> **TASK STATEMENT**: Starting with the line that contains "In this photo, point at the moving" and going on through the end of the items, write out every line again, with each x and y coordinate in the answers scaled by 1.55 and rounded to a whole number, halves up. Leave all other text in those lines unchanged.

> **INPUT ROWS**:
━━━━━━━━━━━━━━━━━━━━━━━━━━━━━━

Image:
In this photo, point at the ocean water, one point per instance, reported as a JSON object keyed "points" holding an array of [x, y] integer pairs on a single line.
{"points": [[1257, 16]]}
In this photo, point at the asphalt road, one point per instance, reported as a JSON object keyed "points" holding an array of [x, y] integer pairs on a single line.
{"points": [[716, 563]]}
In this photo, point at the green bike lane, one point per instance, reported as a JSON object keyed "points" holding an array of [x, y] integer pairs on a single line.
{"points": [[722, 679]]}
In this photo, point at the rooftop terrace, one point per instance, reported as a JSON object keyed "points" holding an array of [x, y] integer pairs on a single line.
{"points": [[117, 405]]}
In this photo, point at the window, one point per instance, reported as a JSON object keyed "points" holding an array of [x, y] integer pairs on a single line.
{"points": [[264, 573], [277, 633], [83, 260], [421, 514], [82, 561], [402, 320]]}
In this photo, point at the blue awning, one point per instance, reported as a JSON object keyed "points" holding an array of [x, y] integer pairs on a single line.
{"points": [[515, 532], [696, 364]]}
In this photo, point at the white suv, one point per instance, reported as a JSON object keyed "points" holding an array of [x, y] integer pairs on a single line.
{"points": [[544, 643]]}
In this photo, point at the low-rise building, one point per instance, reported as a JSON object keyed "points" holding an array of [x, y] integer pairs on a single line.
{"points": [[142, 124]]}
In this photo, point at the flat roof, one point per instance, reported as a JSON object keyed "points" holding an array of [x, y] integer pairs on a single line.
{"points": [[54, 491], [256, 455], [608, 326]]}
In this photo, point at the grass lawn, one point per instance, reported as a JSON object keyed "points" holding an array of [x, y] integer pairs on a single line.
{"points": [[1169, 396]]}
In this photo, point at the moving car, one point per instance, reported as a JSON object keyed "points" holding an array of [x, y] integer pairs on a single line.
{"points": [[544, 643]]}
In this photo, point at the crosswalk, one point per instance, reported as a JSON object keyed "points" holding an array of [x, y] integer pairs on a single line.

━━━━━━━━━━━━━━━━━━━━━━━━━━━━━━

> **COMPLETE OUTPUT**:
In this photo, point at the moving car, one point per instance, reported as a JSON object keyed "points" holding an array of [x, y] integer pairs on a single line.
{"points": [[843, 997]]}
In this photo, point at the crosswalk, one point per instance, reported as a JSON object keyed "points" holding an array of [x, y] integer pairs on a single line.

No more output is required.